Extracted entries
----

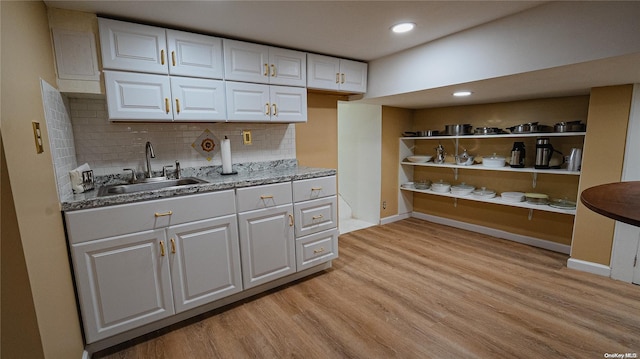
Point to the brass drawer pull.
(168, 213)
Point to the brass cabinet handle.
(168, 213)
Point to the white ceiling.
(360, 30)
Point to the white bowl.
(419, 159)
(494, 161)
(512, 196)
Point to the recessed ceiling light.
(403, 27)
(462, 93)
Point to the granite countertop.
(251, 174)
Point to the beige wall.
(603, 158)
(317, 139)
(543, 225)
(27, 58)
(394, 122)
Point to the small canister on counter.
(517, 155)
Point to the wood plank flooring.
(414, 289)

----

Problem statement
Copy out the lines from the line containing "Point to the white bowl." to the end of the listing above, without alteration.

Exercise result
Point to the white bowl.
(419, 159)
(494, 161)
(512, 196)
Point to the recessed ceiling light.
(403, 27)
(462, 93)
Point to the granite countertop.
(251, 174)
Point to the beige wall.
(603, 158)
(317, 139)
(543, 225)
(27, 58)
(394, 122)
Point to the small canister on counter.
(517, 155)
Point to the wood plank flooring.
(414, 289)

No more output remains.